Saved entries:
★ ★ ★ ★ ★
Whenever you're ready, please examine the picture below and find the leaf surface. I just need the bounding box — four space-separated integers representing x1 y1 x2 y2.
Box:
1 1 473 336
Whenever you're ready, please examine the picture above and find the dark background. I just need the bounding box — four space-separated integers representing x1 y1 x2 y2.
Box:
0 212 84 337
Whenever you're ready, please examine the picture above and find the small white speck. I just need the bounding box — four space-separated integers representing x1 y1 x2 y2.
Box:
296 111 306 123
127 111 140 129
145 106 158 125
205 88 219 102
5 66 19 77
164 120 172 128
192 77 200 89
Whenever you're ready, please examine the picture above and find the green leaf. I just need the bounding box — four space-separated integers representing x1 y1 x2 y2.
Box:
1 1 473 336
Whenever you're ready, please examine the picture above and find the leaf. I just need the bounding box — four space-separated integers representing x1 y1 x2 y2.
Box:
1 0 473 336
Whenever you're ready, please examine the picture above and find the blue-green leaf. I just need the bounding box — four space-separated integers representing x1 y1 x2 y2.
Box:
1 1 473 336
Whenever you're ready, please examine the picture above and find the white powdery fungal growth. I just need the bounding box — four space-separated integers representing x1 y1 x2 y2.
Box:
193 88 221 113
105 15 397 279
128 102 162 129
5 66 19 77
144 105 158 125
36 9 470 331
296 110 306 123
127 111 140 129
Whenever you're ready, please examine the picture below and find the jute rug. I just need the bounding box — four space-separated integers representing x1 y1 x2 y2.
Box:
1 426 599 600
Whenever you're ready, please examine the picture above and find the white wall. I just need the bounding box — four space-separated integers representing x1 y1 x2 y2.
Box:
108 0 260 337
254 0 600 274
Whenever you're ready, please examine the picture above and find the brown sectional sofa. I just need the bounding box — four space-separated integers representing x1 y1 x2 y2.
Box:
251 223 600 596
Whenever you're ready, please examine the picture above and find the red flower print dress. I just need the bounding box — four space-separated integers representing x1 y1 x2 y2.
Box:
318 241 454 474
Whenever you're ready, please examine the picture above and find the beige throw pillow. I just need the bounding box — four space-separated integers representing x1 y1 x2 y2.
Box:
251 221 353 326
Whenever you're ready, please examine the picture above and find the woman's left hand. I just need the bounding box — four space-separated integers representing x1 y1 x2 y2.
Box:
★ ★ ★ ★ ★
Work task:
What is needed is an exact restatement of every record above.

Finished task:
Whenever you're ready, please examine the picture below and find the leaf surface. I just need the bounding box — four space-separated integers representing x1 y1 x2 y2.
Box:
1 1 473 336
Whenever you're ready, please examine the picture above and find the dark background. I just need the bounding box — four space-separated integers representing x1 y1 x2 y2.
Box:
0 212 84 337
Whenever you're ready, please examine the picture above and find the small white speck. I just need the bounding box — four space-separated integers representing x1 y1 x2 y2.
Box:
296 111 306 123
127 111 140 129
145 106 158 125
205 88 219 102
5 66 19 77
164 120 172 128
192 77 200 89
Whenever you're ready, please examine the picture above and find the green leaf. I just need the bounding box — four space-separated integers representing x1 y1 x2 y2.
Box:
1 1 473 336
Whenever you're ready, please examine the picture above and find the leaf. I just need the bounding box — four space-separated integers representing x1 y1 x2 y2.
Box:
1 0 473 336
Whenever you're ready, please examine the picture above and find the blue-green leaf. I just need the bounding box — four space-separated integers representing x1 y1 x2 y2.
Box:
1 1 473 336
Whenever you're ready, please examine the picture above and find the white powdery fungal growth. I just need the bounding box — four space-separated integers representing x1 y1 x2 y2.
Box:
193 88 221 113
105 15 397 279
128 102 162 129
5 66 19 77
144 105 158 125
36 9 470 331
296 110 306 123
127 111 140 129
Whenever you're ready, please examine the picture below and find the jute rug. I just need the bounding box — four space-separated integers representing x1 y1 x2 y2.
Box:
1 426 599 600
Whenever you're ready, please examine the picture above and find the white wall. I just need the bounding box — four space-separated integers representing x1 y1 x2 y2.
Box:
108 0 260 337
254 0 600 274
Whenever you're ready, please examine the picture above and find the brown sectional sofa. I just need the bounding box — four space-separated integers representing x1 y1 x2 y2.
Box:
251 223 600 596
Whenever you're ready, please examine the picture above and find the red flower print dress. I just need the bounding box — four space-separated integers representing x1 y1 x2 y2.
Box:
318 241 454 474
Whenever you're ready, please examine the picture above and find the beige throw pillow. I just need the bounding box — four space-separated integers representing x1 y1 x2 y2.
Box:
251 221 353 326
Whenever you're ready, please examine the picture above and find the woman's left hand. I just need the bounding box — four space-separated integers representing x1 y1 x2 y2.
Box:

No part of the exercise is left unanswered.